**REQUIRED WORK:** Please lay out every line of the listing below as a numbered list, leaving out any blank lines.

**MATERIAL PROVIDED:**
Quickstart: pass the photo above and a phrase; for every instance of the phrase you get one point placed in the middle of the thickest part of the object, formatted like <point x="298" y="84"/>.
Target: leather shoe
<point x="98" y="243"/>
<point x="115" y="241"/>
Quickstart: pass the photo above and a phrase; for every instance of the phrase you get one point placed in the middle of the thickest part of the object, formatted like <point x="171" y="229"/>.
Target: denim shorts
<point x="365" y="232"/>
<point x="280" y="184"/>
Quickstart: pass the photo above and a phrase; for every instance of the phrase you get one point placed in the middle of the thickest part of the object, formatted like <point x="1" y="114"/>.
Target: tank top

**EXERCISE RESPONSE:**
1. Quickstart: pass the photo above and a phrase; for every instance of the phrase you get one point placed in the middle of the thickest part of the object, formatted like <point x="298" y="84"/>.
2. Target: leather shoe
3. <point x="98" y="243"/>
4. <point x="115" y="241"/>
5. Quickstart: pass the photo above and a phrase; for every instance of the phrase you get one point placed in the middle of the thickest part of the object, formatted like <point x="171" y="229"/>.
6. Target: denim shorts
7. <point x="365" y="232"/>
8. <point x="280" y="184"/>
9. Quickstart: pass the photo above and a phrase; for every instance of the phrase you get one point placed in the middle of the thickest part of the object, formatted like <point x="1" y="114"/>.
10. Target: tank top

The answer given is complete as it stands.